• [Problems and tasks]:
1/ In the mailing list post about the 512-node Myrinet cluster, what email address is listed for David Kewley?
2/ Set down the stretch of the cluster mailing list post from "On Friday 28" through "Let me clarify.", word for word.
3/ Resume the mailing list post on the 512-node Myrinet cluster, picking up right after its last line.
# Selected passage start
[Beowulf] 512 nodes Myrinet cluster Challanges

David Kewley kewley at gps.caltech.edu
Mon May 1 13:18:23 PDT 2006


> On Fri, 28 Apr 2006, David Kewley wrote:
> > By the way, the idea of rolling-your-own hardware on a large cluster,
> > and planning on having a small technical team, makes me shiver in
> > horror.  If you go that route, you better have *lots* of experience
> > in clusters. and make very good decisions about cluster components
> > and management methods. If you don't, your users will suffer
> > mightily, which means you will suffer mightily too.

On Friday 28 April 2006 16:36, Robert G. Brown wrote:
> I >>have<< lots of experience in clusters and have tried rolling my own
> nodes for a variety of small and medium sized clusters. Let me clarify.
> For clusters with more than perhaps 16 nodes, or EVEN 32 if you're
> feeling masochistic and inclined to heartache:
>
> Don't.
# Selected passage end
# Given entries start
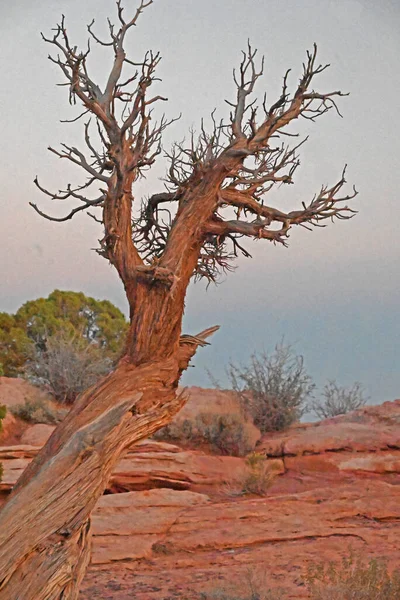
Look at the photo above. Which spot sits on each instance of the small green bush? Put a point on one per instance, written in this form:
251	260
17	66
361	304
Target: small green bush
225	433
353	579
259	478
273	388
38	411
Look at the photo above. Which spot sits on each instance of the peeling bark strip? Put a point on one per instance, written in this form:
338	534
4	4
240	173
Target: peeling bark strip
179	233
45	542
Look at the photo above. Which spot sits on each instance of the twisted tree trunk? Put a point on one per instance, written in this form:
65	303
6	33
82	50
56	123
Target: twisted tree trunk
45	543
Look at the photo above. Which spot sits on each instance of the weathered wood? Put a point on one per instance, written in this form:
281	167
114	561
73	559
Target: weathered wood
45	543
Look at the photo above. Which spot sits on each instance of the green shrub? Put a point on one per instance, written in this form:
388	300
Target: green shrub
336	400
67	367
273	388
225	433
259	477
38	411
353	579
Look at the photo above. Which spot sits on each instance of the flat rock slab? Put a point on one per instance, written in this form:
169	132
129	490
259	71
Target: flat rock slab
183	545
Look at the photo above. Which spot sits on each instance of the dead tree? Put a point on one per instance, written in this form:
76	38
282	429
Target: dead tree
214	199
# Given entries end
• [Answers to the problems]:
1/ kewley at gps.caltech.edu

2/
On Friday 28 April 2006 16:36, Robert G. Brown wrote:
> I >>have<< lots of experience in clusters and have tried rolling my own
> nodes for a variety of small and medium sized clusters. Let me clarify.

3/
>
> Or you will have a really high probability of being very, very sorry.

On Sunday 30 April 2006 09:42, Mark Hahn wrote:
> I believe that overstates the case significantly.
>
> some clusters are just plain easy.  it's entirely possible to buy a
> significant number of conservative compute nodes, toss them onto a
> generic switch or two, and run the whole thing for a couple years without
> any real effort.  I did it, and while I have a lot of experience, I
> didn't apply any deep voodoo for the cluster I'm thinking of.  it started
> out with a good solid login/file/boot server (4U, 6x scsi, dual-xeon 2.4,
> 1G ram), a single 48pt 100bt (1G up) switch, and 48 dual-xeon nodes
> (diskful but not disk-booting).  it was a delight to install, maintain
> and manage. I originally built it with APC controllable PDUs, but in the
> process of moving it, stripped them out as I didn't need them.  (I _do_
> always require net-IPMI on anything newly purchased.)  I've added more
> nodes to the cluster since then - dual-opteron nodes and a couple GE
> switches.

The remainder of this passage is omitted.